[SOURCE INFORMATION]
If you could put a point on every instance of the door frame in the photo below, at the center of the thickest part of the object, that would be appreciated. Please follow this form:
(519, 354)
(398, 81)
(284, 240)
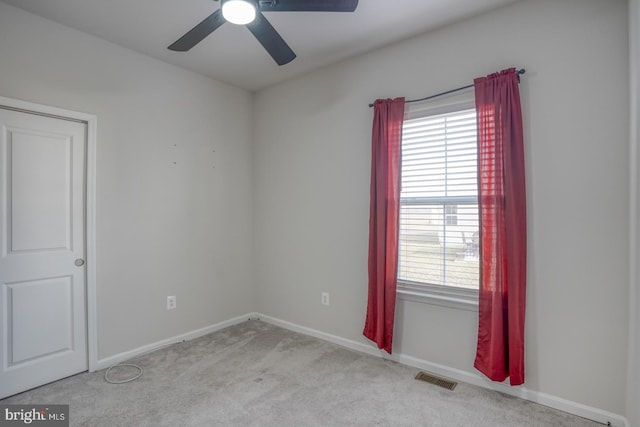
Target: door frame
(91, 122)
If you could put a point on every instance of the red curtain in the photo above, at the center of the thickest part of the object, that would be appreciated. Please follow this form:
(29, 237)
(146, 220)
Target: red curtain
(503, 229)
(386, 145)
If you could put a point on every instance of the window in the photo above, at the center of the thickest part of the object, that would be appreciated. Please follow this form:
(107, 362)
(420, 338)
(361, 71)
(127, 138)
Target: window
(439, 232)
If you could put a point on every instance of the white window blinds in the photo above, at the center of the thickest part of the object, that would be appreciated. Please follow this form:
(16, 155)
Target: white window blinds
(439, 235)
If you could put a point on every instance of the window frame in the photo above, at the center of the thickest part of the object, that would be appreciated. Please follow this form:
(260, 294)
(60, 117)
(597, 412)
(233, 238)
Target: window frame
(442, 295)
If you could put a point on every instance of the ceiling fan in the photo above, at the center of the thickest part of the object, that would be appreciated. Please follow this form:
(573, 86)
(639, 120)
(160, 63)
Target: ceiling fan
(249, 13)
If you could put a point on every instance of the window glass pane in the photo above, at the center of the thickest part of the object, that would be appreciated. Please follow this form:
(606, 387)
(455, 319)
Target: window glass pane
(439, 237)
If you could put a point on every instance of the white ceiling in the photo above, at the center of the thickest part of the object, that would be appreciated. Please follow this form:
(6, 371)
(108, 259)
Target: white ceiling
(231, 54)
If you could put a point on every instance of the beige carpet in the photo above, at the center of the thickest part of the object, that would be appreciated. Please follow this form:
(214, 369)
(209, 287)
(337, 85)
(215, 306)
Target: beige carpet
(256, 374)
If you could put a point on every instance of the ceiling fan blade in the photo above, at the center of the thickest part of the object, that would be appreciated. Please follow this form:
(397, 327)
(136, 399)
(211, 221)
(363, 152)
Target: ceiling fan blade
(199, 32)
(271, 40)
(309, 6)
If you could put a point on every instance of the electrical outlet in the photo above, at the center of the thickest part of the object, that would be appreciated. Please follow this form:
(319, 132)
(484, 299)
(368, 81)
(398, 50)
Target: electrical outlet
(171, 302)
(325, 298)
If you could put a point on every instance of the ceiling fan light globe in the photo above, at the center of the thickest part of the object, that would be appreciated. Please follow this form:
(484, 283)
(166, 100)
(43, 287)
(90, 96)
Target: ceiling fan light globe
(239, 12)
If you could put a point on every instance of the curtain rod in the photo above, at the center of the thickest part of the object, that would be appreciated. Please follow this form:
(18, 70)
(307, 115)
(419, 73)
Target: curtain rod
(518, 73)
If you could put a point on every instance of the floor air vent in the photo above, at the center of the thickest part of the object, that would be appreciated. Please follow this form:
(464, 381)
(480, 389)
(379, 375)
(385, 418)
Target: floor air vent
(439, 381)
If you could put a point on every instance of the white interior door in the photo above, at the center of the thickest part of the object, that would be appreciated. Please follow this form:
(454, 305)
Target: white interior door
(43, 316)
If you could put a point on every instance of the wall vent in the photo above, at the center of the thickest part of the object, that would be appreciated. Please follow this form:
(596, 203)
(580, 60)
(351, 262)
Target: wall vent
(436, 380)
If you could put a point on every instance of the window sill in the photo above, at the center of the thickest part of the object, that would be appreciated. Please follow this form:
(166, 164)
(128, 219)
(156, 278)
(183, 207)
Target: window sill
(460, 299)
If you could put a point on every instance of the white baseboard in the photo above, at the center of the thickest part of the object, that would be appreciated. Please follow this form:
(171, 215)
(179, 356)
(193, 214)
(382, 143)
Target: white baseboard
(121, 357)
(595, 414)
(584, 411)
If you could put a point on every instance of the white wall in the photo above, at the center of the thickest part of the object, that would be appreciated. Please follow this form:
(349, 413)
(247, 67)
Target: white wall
(311, 177)
(633, 378)
(163, 229)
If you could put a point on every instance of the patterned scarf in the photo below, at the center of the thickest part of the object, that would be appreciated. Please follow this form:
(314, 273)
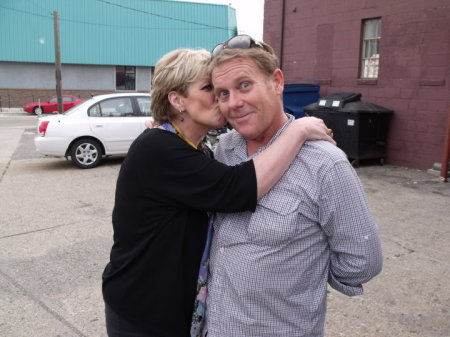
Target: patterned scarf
(198, 316)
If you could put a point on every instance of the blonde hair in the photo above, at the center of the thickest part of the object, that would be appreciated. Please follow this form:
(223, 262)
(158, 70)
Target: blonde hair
(265, 58)
(174, 72)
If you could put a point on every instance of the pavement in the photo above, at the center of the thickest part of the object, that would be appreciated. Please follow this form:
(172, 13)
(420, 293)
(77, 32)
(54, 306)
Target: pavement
(55, 237)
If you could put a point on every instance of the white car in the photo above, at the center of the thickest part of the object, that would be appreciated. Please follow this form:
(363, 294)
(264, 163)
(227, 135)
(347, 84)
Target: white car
(101, 126)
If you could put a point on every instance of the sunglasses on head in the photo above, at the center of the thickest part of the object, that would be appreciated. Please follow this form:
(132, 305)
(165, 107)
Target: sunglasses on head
(237, 42)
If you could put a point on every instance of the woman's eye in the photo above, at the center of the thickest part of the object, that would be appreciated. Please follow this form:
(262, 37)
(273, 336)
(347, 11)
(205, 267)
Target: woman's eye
(222, 94)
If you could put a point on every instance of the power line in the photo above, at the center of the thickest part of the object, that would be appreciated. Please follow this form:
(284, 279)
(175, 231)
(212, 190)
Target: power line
(113, 26)
(163, 16)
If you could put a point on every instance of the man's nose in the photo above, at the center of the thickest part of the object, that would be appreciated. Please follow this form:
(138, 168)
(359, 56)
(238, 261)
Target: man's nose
(235, 100)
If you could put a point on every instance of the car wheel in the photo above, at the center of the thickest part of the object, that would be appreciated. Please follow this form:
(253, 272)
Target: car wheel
(86, 153)
(38, 110)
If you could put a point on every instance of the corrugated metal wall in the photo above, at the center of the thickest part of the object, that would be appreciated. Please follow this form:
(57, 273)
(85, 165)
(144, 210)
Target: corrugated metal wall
(110, 32)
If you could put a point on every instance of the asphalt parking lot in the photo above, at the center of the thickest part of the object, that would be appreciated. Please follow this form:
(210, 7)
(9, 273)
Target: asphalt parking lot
(55, 236)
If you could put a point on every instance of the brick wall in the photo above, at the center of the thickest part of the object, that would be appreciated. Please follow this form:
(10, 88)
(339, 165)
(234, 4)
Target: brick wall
(321, 42)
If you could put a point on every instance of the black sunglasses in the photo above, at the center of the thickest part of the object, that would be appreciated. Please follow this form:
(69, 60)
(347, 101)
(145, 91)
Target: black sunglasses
(237, 42)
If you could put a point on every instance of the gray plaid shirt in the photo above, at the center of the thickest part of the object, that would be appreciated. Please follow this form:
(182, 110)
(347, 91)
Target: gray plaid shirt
(269, 269)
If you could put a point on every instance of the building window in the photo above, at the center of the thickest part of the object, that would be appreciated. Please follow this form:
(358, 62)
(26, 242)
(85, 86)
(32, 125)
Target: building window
(370, 48)
(125, 78)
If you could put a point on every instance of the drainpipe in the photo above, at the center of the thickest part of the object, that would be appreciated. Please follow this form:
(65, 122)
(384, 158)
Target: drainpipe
(283, 5)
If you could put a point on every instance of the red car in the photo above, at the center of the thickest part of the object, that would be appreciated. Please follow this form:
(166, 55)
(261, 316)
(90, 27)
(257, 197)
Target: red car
(52, 105)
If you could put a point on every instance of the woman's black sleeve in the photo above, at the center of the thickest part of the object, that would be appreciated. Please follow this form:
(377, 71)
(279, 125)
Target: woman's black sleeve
(172, 170)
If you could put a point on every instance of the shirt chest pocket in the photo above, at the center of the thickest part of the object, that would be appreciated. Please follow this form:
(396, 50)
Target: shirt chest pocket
(274, 222)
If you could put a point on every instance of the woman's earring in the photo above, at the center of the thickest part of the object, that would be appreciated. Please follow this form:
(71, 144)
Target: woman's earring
(181, 115)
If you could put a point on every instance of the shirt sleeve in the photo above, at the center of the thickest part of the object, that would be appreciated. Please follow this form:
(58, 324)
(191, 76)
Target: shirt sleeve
(185, 177)
(356, 254)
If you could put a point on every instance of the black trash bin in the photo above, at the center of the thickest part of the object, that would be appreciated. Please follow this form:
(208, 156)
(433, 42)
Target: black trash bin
(360, 128)
(296, 96)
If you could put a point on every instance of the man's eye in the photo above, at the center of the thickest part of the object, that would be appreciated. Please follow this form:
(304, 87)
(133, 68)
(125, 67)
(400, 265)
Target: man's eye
(222, 94)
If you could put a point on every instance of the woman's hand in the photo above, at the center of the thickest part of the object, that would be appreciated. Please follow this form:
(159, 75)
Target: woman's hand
(314, 128)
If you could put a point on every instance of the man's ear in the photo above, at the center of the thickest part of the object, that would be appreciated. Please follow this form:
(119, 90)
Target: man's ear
(175, 100)
(278, 81)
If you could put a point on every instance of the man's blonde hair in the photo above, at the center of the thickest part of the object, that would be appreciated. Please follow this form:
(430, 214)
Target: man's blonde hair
(174, 72)
(264, 57)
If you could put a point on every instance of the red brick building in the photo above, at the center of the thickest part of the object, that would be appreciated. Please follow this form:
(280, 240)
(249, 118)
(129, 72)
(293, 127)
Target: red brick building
(395, 53)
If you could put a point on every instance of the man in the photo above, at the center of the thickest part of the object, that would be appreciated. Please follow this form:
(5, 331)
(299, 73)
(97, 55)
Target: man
(269, 269)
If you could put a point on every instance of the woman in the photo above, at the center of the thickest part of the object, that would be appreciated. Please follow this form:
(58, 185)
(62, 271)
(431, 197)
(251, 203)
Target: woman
(165, 188)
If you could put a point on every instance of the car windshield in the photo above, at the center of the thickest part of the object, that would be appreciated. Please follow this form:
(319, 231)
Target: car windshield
(86, 102)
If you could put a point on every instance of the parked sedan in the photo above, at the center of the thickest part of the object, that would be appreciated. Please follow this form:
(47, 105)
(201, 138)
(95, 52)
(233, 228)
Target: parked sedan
(104, 125)
(52, 105)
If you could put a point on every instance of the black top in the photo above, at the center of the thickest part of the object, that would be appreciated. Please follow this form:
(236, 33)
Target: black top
(160, 225)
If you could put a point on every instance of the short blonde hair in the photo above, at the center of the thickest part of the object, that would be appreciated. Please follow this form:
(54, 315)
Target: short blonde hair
(264, 57)
(174, 72)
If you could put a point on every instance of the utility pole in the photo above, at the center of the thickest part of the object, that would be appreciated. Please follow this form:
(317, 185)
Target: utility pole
(57, 62)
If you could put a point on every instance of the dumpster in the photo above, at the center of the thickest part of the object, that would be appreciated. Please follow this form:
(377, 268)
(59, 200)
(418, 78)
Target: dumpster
(296, 96)
(359, 128)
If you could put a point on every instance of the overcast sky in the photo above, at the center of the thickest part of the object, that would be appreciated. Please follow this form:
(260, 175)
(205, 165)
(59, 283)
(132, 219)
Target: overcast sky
(249, 15)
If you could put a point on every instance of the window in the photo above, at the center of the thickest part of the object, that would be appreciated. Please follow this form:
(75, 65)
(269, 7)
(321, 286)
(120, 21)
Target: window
(114, 107)
(125, 78)
(144, 105)
(370, 48)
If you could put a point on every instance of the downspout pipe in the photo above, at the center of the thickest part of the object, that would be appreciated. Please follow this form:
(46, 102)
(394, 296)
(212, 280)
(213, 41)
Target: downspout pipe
(283, 5)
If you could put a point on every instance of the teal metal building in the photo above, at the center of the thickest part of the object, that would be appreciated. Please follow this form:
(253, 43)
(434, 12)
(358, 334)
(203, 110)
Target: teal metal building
(106, 45)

[WORK TO COMPLETE]
What lines of the material above include "below"? Copy each one.

[EXERCISE SOLUTION]
If you could put a point on every instance of the door frame in the photo below, at the center of the thickest part of the object, that would be appreciated. Please follow this form:
If you could put a point on every instance of the patterned scarf in the photo below, at the center of the thickest part of the object, that would be appreciated. Please follow this form:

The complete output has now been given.